:: Extracted data

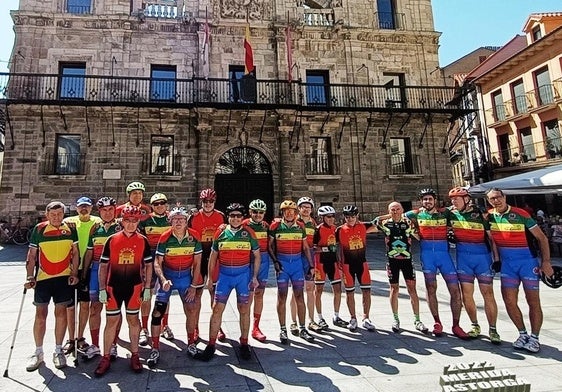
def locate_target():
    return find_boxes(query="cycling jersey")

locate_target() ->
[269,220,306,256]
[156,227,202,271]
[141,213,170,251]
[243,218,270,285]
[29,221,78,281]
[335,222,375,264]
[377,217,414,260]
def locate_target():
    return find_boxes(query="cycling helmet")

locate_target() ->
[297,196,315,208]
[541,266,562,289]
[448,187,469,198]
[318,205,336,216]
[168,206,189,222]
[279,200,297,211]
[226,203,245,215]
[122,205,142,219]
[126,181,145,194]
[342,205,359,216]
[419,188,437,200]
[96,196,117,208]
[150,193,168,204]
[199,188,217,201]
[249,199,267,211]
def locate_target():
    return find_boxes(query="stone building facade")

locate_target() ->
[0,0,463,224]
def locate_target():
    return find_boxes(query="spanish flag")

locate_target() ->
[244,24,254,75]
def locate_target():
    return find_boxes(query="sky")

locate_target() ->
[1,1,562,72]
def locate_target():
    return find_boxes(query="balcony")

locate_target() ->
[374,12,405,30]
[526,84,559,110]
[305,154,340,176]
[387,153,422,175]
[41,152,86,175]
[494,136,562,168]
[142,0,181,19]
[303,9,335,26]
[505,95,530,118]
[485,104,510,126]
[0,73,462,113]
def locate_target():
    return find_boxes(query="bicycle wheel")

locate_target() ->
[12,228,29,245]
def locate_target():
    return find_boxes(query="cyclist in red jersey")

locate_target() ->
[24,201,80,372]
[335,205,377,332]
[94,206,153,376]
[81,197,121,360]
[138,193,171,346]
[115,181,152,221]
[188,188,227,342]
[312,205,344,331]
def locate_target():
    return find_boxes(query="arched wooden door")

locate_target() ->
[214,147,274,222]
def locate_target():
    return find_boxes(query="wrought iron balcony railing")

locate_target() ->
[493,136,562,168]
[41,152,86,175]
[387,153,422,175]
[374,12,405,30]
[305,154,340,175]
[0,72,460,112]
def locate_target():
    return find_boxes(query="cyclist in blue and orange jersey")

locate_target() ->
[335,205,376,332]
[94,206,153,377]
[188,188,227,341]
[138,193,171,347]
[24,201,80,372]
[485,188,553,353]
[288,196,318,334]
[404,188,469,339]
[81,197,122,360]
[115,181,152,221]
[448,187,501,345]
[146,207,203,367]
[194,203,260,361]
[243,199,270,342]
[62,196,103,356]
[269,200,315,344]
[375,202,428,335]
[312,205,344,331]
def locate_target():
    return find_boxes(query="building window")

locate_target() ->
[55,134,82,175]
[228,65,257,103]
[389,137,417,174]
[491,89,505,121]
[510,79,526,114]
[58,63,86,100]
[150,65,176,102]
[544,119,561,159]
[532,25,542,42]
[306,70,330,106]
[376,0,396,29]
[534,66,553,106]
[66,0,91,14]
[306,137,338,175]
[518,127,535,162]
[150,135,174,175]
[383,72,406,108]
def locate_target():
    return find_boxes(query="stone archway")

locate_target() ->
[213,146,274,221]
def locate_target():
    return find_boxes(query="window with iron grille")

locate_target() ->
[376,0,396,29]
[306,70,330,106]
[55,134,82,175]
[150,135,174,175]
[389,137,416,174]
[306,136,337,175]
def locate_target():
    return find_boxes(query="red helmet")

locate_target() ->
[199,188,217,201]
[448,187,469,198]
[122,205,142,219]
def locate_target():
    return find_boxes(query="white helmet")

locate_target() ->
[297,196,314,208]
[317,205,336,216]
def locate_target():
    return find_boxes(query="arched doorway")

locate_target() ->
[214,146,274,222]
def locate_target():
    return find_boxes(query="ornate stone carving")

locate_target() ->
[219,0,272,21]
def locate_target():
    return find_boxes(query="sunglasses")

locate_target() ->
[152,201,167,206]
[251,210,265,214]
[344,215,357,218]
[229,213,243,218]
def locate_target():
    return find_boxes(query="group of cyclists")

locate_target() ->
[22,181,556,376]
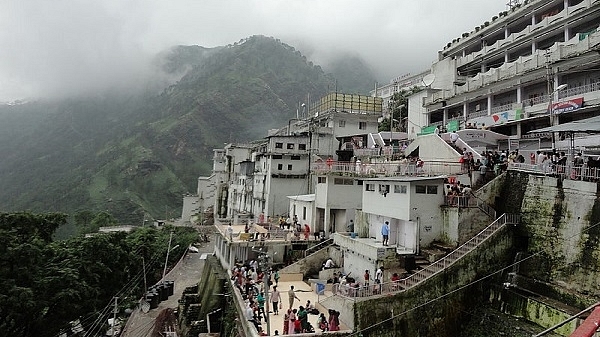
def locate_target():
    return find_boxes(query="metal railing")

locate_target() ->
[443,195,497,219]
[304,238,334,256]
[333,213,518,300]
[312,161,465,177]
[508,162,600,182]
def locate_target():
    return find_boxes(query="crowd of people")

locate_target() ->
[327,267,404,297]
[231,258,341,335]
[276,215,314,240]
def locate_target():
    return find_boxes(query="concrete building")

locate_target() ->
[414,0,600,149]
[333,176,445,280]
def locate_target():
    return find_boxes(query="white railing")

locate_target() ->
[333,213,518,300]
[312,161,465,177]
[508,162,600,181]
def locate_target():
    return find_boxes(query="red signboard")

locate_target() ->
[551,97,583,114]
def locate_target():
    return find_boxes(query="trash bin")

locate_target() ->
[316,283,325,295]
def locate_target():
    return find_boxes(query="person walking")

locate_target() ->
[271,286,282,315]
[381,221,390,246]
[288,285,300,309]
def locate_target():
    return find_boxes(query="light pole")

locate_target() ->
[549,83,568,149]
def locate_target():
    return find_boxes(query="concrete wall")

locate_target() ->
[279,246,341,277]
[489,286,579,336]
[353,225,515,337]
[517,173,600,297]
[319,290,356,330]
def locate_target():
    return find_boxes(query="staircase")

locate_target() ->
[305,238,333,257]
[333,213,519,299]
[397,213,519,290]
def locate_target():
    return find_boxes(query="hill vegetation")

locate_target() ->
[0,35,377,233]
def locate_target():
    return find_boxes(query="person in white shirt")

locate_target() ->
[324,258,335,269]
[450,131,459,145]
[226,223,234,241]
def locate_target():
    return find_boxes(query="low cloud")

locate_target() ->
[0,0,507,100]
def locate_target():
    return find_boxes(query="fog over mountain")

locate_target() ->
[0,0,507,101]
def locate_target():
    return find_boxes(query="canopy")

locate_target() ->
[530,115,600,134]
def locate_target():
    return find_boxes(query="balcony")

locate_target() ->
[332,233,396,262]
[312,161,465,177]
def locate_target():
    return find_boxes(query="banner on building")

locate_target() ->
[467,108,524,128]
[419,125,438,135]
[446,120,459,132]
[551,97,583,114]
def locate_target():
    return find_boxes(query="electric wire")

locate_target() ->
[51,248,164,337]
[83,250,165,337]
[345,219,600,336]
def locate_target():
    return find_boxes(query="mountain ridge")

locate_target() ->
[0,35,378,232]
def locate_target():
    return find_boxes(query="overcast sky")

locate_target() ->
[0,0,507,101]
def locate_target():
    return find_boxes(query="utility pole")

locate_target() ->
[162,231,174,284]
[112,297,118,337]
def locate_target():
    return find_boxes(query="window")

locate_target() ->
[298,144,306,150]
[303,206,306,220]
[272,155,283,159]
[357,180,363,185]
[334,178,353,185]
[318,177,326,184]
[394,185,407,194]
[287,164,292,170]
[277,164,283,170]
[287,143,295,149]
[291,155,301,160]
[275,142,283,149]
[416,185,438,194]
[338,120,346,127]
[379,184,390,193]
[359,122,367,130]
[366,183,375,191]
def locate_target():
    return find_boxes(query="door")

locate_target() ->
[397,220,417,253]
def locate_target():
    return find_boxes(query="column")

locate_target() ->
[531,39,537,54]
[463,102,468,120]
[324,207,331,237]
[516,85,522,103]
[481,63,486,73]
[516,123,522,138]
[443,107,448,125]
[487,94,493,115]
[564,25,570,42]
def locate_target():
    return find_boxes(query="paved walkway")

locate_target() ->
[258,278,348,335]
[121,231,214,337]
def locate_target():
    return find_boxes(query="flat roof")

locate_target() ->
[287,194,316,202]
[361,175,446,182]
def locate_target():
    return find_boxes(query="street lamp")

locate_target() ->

::::

**What you are asked to do**
Would you copy out every line of the data above exactly, minus the pictures?

**Task answer**
def locate_target():
    return find_boxes(query="cycling jersey")

locate_target() ->
[269,220,306,256]
[156,227,202,271]
[141,213,170,251]
[243,218,270,285]
[29,221,78,281]
[335,222,375,264]
[377,217,414,260]
def locate_target():
    return find_boxes(query="cycling helmet")

locate_target() ->
[297,196,315,208]
[541,266,562,289]
[448,187,469,198]
[318,205,336,216]
[168,206,189,222]
[279,200,297,211]
[226,203,245,215]
[122,205,142,219]
[126,181,145,194]
[342,205,359,216]
[419,188,437,200]
[96,196,117,208]
[150,193,168,204]
[199,188,217,201]
[249,199,267,211]
def locate_target():
    return find_boxes(query="stone building facade")

locate_target() ->
[0,0,463,224]
def locate_target():
    return find_boxes(query="spanish flag")

locate_target() ->
[244,24,254,75]
def locate_target():
    return find_boxes(query="sky")

locate_target() ->
[1,1,562,72]
def locate_target():
    return find_boxes(query="balcony")

locate_target() ->
[374,12,405,30]
[526,84,559,110]
[305,154,340,176]
[387,153,422,175]
[41,152,86,175]
[494,136,562,168]
[142,0,181,19]
[303,9,335,26]
[505,95,530,118]
[485,104,510,126]
[0,73,462,113]
def locate_target():
    return find_boxes(query="bicycle wheel")

locate_target() ->
[12,228,29,245]
def locate_target():
    return find_boxes(query="cyclist in red jersey")

locate_target() ->
[24,201,80,372]
[335,205,377,332]
[94,206,153,376]
[81,197,121,360]
[138,193,171,346]
[115,181,152,221]
[188,188,227,342]
[312,205,344,331]
def locate_target():
    return find_boxes(query="arched wooden door")

locate_target() ->
[214,147,274,222]
def locate_target():
    return find_boxes(query="wrought iron balcony railing")

locate_target() ->
[493,136,562,168]
[41,152,86,175]
[387,153,422,175]
[374,12,405,30]
[305,154,340,175]
[0,72,460,112]
def locate_target():
    return find_boxes(query="cyclist in blue and orange jersey")

locate_target() ->
[335,205,376,332]
[94,206,153,377]
[188,188,227,341]
[138,193,171,347]
[24,201,80,372]
[485,188,553,353]
[288,196,318,334]
[404,188,469,339]
[81,197,122,360]
[115,181,152,221]
[448,187,501,345]
[146,207,203,367]
[194,203,260,361]
[243,199,270,342]
[62,196,103,356]
[269,200,315,344]
[375,202,428,335]
[312,205,344,331]
def locate_target():
    return find_boxes(query="building window")

locate_target() ->
[55,134,82,175]
[228,65,257,103]
[389,137,417,174]
[491,89,505,121]
[510,79,526,114]
[58,63,86,100]
[150,65,176,102]
[544,119,561,159]
[532,25,542,42]
[306,70,330,106]
[376,0,396,29]
[534,66,553,106]
[66,0,91,14]
[306,137,338,175]
[518,127,535,162]
[150,135,174,175]
[383,72,406,108]
def locate_target():
    return find_boxes(query="stone archway")

locate_target() ->
[213,146,274,221]
def locate_target():
    return find_boxes(query="window with iron grille")

locate_target() ->
[376,0,396,29]
[306,70,330,106]
[55,134,82,175]
[150,135,174,175]
[389,137,416,174]
[306,136,337,175]
def locate_target():
    return find_boxes(query="red helmet")

locate_target() ->
[199,188,217,201]
[448,187,469,198]
[122,205,142,219]
def locate_target():
    return find_boxes(query="white helmet")

locate_target() ->
[297,196,314,208]
[317,205,336,216]
def locate_target():
    return find_boxes(query="arched doorway")

locate_target() ->
[214,146,274,222]
def locate_target():
    return find_boxes(query="ornate stone carving")

locate_target() ->
[219,0,272,21]
def locate_target():
    return find_boxes(query="sunglasses")

locate_target() ->
[152,201,167,206]
[251,210,265,214]
[344,215,357,218]
[229,213,243,218]
def locate_target():
    return find_boxes(query="group of cyclists")

locate_target() ->
[22,181,556,376]
def locate_target():
    return find_boxes(query="metal railing")

locate_target() ->
[443,195,497,219]
[304,238,334,256]
[333,213,518,300]
[312,161,465,177]
[508,162,600,182]
def locate_target():
    return find_boxes(query="crowd of people")

locate_target() ->
[327,267,404,297]
[231,258,341,335]
[276,215,314,240]
def locate_target():
    return find_boxes(query="concrete building")

locate_target() ->
[414,0,600,149]
[333,176,445,280]
def locate_target():
    return find_boxes(query="white railing")

locate_target() ->
[333,213,518,300]
[312,161,465,177]
[508,162,600,181]
def locate_target():
    return find_boxes(query="red signboard")

locate_target() ->
[551,97,583,114]
def locate_target():
    return find_boxes(query="trash bin")

locate_target() ->
[316,283,325,295]
def locate_target():
    return find_boxes(query="person walking")

locate_target() ->
[271,286,282,315]
[381,221,390,246]
[288,285,300,309]
def locate_target():
    return find_boxes(query="light pole")

locate_target() ->
[549,83,568,149]
def locate_target():
    return find_boxes(query="concrete wall")

locate_target() ->
[279,246,341,277]
[489,286,579,336]
[353,225,515,337]
[517,173,600,297]
[319,290,356,330]
def locate_target():
    return find_boxes(query="staircase")

locate_target() ->
[305,238,333,257]
[333,213,519,299]
[397,213,519,290]
def locate_target():
    return find_boxes(query="hill vegetation")

locate_target() ->
[0,35,377,233]
def locate_target():
    return find_boxes(query="person in white shirt")

locate_target() ->
[324,258,335,269]
[450,131,459,145]
[226,223,234,241]
def locate_target():
    return find_boxes(query="low cloud")

locate_target() ->
[0,0,507,100]
def locate_target():
    return find_boxes(query="fog over mountain")

locate_target() ->
[0,0,507,101]
def locate_target():
    return find_boxes(query="canopy")

locate_target() ->
[530,115,600,134]
def locate_target():
    return find_boxes(query="balcony")

locate_target() ->
[332,233,396,262]
[312,161,465,177]
def locate_target():
    return find_boxes(query="banner on building")

locate_target() ->
[467,108,524,128]
[419,125,438,135]
[446,120,459,132]
[551,97,583,114]
def locate_target():
    return find_boxes(query="electric wire")

locate_target() ->
[51,248,164,337]
[83,250,165,337]
[345,219,600,336]
def locate_target():
    return find_boxes(query="mountain ridge")

locate_target() ->
[0,35,378,232]
def locate_target():
    return find_boxes(query="overcast sky")

locate_target() ->
[0,0,507,101]
def locate_target():
    return find_boxes(query="utility pole")

locate_target() ->
[162,231,174,284]
[112,297,118,337]
def locate_target():
    return find_boxes(query="window")

locate_target() ->
[298,144,306,150]
[303,206,306,220]
[272,155,283,159]
[357,180,363,185]
[334,178,353,185]
[318,177,326,184]
[394,185,407,194]
[287,164,292,170]
[277,164,283,170]
[287,143,295,149]
[291,155,301,160]
[275,142,283,149]
[416,185,438,194]
[338,120,346,127]
[379,184,390,193]
[359,122,367,130]
[366,183,375,191]
def locate_target():
    return find_boxes(query="door")

locate_target() ->
[397,220,417,253]
def locate_target():
    return find_boxes(query="column")

locate_target() ->
[531,39,537,54]
[463,102,468,120]
[324,207,331,237]
[516,85,522,103]
[481,63,486,73]
[516,123,522,138]
[443,107,448,125]
[487,94,493,115]
[564,25,570,42]
def locate_target():
    return find_boxes(query="paved walkway")

locate_target() ->
[258,278,348,335]
[121,231,214,337]
def locate_target():
    return find_boxes(query="flat roof")

locate_target() ->
[287,194,316,202]
[361,175,446,182]
def locate_target():
    return find_boxes(query="street lamp")

locate_target() ->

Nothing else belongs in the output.